=== DATA LISTING ===

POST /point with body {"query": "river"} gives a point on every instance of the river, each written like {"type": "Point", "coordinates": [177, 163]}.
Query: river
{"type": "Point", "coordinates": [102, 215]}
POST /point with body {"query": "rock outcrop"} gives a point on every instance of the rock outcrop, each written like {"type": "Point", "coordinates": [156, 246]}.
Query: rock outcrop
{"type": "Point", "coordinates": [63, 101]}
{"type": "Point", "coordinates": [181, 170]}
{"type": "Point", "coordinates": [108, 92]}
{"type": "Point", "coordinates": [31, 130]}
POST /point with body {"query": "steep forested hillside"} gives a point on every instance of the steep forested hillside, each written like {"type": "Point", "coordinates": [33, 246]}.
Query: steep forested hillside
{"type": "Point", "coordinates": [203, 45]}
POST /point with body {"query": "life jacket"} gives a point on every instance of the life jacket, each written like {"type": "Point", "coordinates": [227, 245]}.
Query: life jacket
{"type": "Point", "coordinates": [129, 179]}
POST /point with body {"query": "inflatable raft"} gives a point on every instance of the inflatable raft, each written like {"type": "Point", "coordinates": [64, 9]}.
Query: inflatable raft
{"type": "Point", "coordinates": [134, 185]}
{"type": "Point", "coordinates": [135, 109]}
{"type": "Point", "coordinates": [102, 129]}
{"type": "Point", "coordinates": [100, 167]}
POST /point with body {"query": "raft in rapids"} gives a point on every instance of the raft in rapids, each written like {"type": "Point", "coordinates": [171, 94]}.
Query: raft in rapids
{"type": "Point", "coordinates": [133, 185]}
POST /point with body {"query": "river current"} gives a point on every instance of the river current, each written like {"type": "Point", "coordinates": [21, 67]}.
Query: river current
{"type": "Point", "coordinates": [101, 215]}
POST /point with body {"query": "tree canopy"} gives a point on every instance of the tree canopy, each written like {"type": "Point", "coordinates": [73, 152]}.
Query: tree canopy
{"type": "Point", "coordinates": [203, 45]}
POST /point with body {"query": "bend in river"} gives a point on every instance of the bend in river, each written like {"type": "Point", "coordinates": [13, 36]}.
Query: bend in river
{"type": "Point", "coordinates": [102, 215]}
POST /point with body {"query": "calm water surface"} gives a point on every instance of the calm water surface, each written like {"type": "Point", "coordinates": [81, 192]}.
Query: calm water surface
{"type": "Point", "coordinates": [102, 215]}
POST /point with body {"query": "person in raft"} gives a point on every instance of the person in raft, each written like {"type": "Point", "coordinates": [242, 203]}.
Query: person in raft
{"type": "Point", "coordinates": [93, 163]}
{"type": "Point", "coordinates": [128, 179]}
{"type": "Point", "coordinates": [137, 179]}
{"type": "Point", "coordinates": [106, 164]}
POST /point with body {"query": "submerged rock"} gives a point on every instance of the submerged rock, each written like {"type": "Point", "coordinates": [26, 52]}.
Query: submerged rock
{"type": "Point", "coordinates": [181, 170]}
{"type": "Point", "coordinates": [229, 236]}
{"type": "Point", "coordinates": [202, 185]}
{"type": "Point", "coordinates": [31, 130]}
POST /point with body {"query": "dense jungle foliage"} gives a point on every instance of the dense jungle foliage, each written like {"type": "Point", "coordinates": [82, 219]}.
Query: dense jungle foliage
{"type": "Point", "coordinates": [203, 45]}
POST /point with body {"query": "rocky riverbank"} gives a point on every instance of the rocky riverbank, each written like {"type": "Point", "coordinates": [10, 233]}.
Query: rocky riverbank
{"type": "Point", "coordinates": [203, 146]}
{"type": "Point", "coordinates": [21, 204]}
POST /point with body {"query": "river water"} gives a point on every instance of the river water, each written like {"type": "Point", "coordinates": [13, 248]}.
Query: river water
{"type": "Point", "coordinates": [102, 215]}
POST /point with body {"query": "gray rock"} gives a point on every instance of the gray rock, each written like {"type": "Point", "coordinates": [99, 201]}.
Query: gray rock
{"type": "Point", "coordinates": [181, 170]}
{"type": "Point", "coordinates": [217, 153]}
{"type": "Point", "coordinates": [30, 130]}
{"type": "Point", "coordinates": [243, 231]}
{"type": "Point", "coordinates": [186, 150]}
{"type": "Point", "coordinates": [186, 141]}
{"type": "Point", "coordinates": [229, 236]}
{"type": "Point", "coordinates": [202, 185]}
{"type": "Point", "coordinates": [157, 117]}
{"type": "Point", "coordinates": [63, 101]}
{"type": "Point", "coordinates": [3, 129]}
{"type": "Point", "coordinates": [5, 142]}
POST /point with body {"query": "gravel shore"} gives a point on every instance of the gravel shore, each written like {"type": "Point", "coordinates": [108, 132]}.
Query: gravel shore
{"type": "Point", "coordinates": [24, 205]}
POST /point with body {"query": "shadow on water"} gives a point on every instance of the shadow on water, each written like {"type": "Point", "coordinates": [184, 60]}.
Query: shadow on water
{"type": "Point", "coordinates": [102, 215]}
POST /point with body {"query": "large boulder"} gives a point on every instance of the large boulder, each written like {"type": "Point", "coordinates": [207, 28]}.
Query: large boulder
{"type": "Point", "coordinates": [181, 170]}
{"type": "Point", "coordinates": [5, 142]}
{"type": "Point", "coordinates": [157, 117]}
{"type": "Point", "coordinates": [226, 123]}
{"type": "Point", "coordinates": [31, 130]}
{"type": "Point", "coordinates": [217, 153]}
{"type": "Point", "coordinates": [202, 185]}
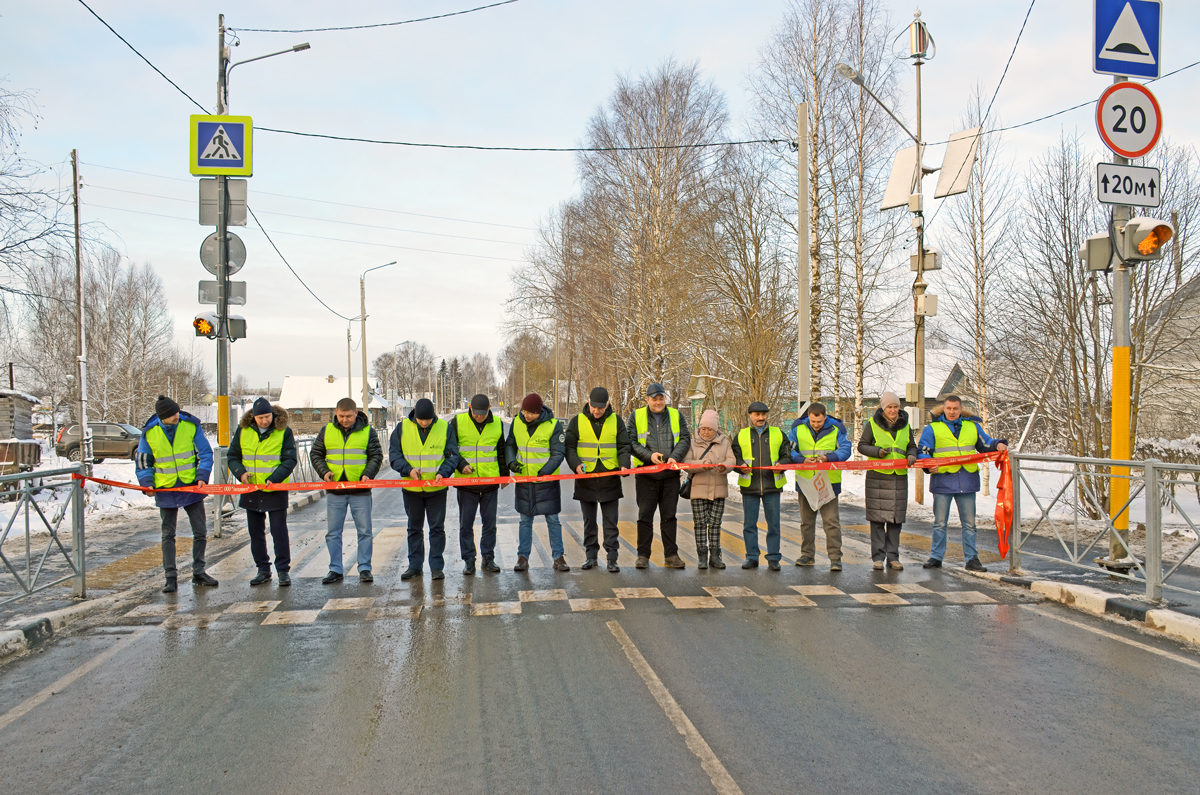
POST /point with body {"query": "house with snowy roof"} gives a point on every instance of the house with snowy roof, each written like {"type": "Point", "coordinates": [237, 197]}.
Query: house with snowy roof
{"type": "Point", "coordinates": [310, 401]}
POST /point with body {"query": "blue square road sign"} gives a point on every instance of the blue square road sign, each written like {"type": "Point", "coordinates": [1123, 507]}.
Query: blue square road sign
{"type": "Point", "coordinates": [1127, 37]}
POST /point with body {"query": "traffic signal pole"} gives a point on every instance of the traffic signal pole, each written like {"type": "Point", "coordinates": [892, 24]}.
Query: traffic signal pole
{"type": "Point", "coordinates": [1120, 444]}
{"type": "Point", "coordinates": [223, 408]}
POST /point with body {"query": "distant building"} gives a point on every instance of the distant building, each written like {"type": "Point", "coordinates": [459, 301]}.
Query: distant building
{"type": "Point", "coordinates": [310, 401]}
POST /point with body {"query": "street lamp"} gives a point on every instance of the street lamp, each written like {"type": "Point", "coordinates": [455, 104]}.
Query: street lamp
{"type": "Point", "coordinates": [363, 316]}
{"type": "Point", "coordinates": [225, 418]}
{"type": "Point", "coordinates": [921, 49]}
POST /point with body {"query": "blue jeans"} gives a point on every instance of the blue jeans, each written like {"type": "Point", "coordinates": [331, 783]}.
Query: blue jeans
{"type": "Point", "coordinates": [335, 519]}
{"type": "Point", "coordinates": [942, 518]}
{"type": "Point", "coordinates": [525, 536]}
{"type": "Point", "coordinates": [750, 524]}
{"type": "Point", "coordinates": [421, 506]}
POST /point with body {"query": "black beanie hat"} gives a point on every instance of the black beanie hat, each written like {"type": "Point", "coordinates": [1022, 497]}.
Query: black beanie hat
{"type": "Point", "coordinates": [165, 407]}
{"type": "Point", "coordinates": [424, 410]}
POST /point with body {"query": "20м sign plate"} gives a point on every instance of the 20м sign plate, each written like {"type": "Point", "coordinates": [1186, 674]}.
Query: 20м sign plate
{"type": "Point", "coordinates": [1129, 119]}
{"type": "Point", "coordinates": [1128, 185]}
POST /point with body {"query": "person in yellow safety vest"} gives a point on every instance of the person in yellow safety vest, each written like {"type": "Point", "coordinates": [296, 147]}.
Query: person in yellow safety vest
{"type": "Point", "coordinates": [263, 452]}
{"type": "Point", "coordinates": [423, 449]}
{"type": "Point", "coordinates": [174, 452]}
{"type": "Point", "coordinates": [538, 446]}
{"type": "Point", "coordinates": [817, 437]}
{"type": "Point", "coordinates": [660, 435]}
{"type": "Point", "coordinates": [947, 436]}
{"type": "Point", "coordinates": [760, 444]}
{"type": "Point", "coordinates": [597, 441]}
{"type": "Point", "coordinates": [887, 436]}
{"type": "Point", "coordinates": [347, 450]}
{"type": "Point", "coordinates": [479, 436]}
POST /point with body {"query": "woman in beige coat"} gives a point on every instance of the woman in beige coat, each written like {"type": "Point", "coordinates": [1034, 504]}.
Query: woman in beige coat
{"type": "Point", "coordinates": [709, 488]}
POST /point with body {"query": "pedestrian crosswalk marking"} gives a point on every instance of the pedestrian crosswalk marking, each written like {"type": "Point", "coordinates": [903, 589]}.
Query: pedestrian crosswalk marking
{"type": "Point", "coordinates": [879, 599]}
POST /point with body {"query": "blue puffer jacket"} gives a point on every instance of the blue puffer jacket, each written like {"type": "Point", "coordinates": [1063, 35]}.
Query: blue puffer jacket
{"type": "Point", "coordinates": [203, 467]}
{"type": "Point", "coordinates": [960, 482]}
{"type": "Point", "coordinates": [832, 425]}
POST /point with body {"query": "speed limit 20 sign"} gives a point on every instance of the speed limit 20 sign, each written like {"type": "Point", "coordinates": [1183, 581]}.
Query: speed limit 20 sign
{"type": "Point", "coordinates": [1129, 119]}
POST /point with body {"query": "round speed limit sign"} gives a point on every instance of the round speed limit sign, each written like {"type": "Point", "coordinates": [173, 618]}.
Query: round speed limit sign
{"type": "Point", "coordinates": [1129, 119]}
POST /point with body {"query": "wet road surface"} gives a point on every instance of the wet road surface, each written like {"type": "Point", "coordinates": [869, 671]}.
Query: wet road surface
{"type": "Point", "coordinates": [645, 681]}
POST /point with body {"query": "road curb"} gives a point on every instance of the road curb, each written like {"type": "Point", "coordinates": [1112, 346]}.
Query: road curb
{"type": "Point", "coordinates": [1098, 603]}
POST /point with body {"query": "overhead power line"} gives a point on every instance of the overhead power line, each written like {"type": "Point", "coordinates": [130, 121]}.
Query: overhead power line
{"type": "Point", "coordinates": [379, 24]}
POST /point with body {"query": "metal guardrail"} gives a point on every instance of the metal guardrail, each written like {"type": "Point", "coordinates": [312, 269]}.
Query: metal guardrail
{"type": "Point", "coordinates": [23, 490]}
{"type": "Point", "coordinates": [1155, 488]}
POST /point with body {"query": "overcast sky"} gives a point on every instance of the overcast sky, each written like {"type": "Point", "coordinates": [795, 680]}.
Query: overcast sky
{"type": "Point", "coordinates": [529, 73]}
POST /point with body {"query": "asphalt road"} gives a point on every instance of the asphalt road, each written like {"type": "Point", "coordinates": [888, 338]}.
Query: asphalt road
{"type": "Point", "coordinates": [795, 681]}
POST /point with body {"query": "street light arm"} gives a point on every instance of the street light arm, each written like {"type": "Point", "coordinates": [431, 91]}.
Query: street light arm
{"type": "Point", "coordinates": [282, 52]}
{"type": "Point", "coordinates": [855, 77]}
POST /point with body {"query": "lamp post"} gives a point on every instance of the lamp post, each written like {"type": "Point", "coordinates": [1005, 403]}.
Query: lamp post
{"type": "Point", "coordinates": [363, 316]}
{"type": "Point", "coordinates": [225, 418]}
{"type": "Point", "coordinates": [921, 49]}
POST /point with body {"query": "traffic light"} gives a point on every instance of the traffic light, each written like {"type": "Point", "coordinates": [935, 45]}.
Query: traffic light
{"type": "Point", "coordinates": [1144, 239]}
{"type": "Point", "coordinates": [205, 324]}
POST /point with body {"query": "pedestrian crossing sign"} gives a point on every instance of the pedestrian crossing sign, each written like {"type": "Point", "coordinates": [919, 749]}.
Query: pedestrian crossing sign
{"type": "Point", "coordinates": [221, 145]}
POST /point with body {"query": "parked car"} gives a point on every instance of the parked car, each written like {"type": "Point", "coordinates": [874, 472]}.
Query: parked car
{"type": "Point", "coordinates": [108, 441]}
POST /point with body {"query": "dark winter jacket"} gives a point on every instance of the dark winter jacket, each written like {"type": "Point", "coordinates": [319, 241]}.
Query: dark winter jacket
{"type": "Point", "coordinates": [539, 498]}
{"type": "Point", "coordinates": [887, 495]}
{"type": "Point", "coordinates": [761, 480]}
{"type": "Point", "coordinates": [264, 500]}
{"type": "Point", "coordinates": [659, 440]}
{"type": "Point", "coordinates": [396, 453]}
{"type": "Point", "coordinates": [203, 465]}
{"type": "Point", "coordinates": [960, 482]}
{"type": "Point", "coordinates": [375, 453]}
{"type": "Point", "coordinates": [597, 489]}
{"type": "Point", "coordinates": [463, 462]}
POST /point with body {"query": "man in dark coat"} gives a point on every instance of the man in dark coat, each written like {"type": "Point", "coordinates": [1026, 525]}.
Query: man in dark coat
{"type": "Point", "coordinates": [263, 452]}
{"type": "Point", "coordinates": [174, 452]}
{"type": "Point", "coordinates": [597, 441]}
{"type": "Point", "coordinates": [659, 434]}
{"type": "Point", "coordinates": [337, 455]}
{"type": "Point", "coordinates": [537, 444]}
{"type": "Point", "coordinates": [887, 435]}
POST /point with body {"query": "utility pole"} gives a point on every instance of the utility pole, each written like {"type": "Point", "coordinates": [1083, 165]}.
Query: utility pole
{"type": "Point", "coordinates": [82, 340]}
{"type": "Point", "coordinates": [1120, 442]}
{"type": "Point", "coordinates": [803, 253]}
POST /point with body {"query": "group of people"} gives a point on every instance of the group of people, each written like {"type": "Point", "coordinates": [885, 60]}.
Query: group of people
{"type": "Point", "coordinates": [473, 446]}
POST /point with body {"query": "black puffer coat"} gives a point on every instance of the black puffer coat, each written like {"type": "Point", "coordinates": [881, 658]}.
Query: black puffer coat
{"type": "Point", "coordinates": [539, 498]}
{"type": "Point", "coordinates": [264, 500]}
{"type": "Point", "coordinates": [887, 495]}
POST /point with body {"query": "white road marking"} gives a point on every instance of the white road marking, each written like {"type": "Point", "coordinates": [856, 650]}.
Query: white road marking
{"type": "Point", "coordinates": [1177, 658]}
{"type": "Point", "coordinates": [708, 760]}
{"type": "Point", "coordinates": [29, 704]}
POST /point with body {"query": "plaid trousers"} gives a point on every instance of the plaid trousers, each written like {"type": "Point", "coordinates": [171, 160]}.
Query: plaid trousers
{"type": "Point", "coordinates": [707, 518]}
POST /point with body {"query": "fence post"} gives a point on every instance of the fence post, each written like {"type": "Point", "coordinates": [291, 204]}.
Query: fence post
{"type": "Point", "coordinates": [1014, 535]}
{"type": "Point", "coordinates": [77, 533]}
{"type": "Point", "coordinates": [1153, 531]}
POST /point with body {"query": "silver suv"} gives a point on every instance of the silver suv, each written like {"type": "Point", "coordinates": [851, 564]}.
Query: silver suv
{"type": "Point", "coordinates": [108, 441]}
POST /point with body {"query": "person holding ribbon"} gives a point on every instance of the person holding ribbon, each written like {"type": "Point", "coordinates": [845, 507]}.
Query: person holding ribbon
{"type": "Point", "coordinates": [264, 452]}
{"type": "Point", "coordinates": [886, 436]}
{"type": "Point", "coordinates": [951, 435]}
{"type": "Point", "coordinates": [347, 450]}
{"type": "Point", "coordinates": [174, 452]}
{"type": "Point", "coordinates": [820, 438]}
{"type": "Point", "coordinates": [421, 449]}
{"type": "Point", "coordinates": [660, 436]}
{"type": "Point", "coordinates": [537, 446]}
{"type": "Point", "coordinates": [760, 446]}
{"type": "Point", "coordinates": [479, 436]}
{"type": "Point", "coordinates": [597, 441]}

===

* _DIRECTIVE_:
Recast the entries from the line containing "of the silver" through the end of the entries, both included, as a two-column CSV with the columns "entry_text" and "answer". Give one row per entry, putting each field in double quotes and replacing any line breaks with spaces.

* _REPLY_:
entry_text,answer
"POST /point with body {""query"": ""silver suv""} gives a point on every instance of the silver suv, each written like {""type"": ""Point"", ""coordinates"": [851, 564]}. Query: silver suv","{""type"": ""Point"", ""coordinates"": [108, 441]}"
"POST /point with body {""query"": ""person holding ribbon""} gives a point on every instance of the person holding ribbon, each written like {""type"": ""Point"", ""coordinates"": [845, 507]}. Query: person holding ribbon","{""type"": ""Point"", ""coordinates"": [264, 452]} {""type"": ""Point"", ""coordinates"": [886, 436]} {""type"": ""Point"", ""coordinates"": [951, 435]} {""type"": ""Point"", ""coordinates"": [347, 450]} {""type"": ""Point"", ""coordinates"": [174, 452]} {""type"": ""Point"", ""coordinates"": [820, 438]} {""type"": ""Point"", ""coordinates"": [421, 449]} {""type"": ""Point"", ""coordinates"": [660, 436]} {""type"": ""Point"", ""coordinates"": [537, 446]} {""type"": ""Point"", ""coordinates"": [760, 446]} {""type"": ""Point"", ""coordinates"": [479, 436]} {""type"": ""Point"", ""coordinates"": [597, 441]}"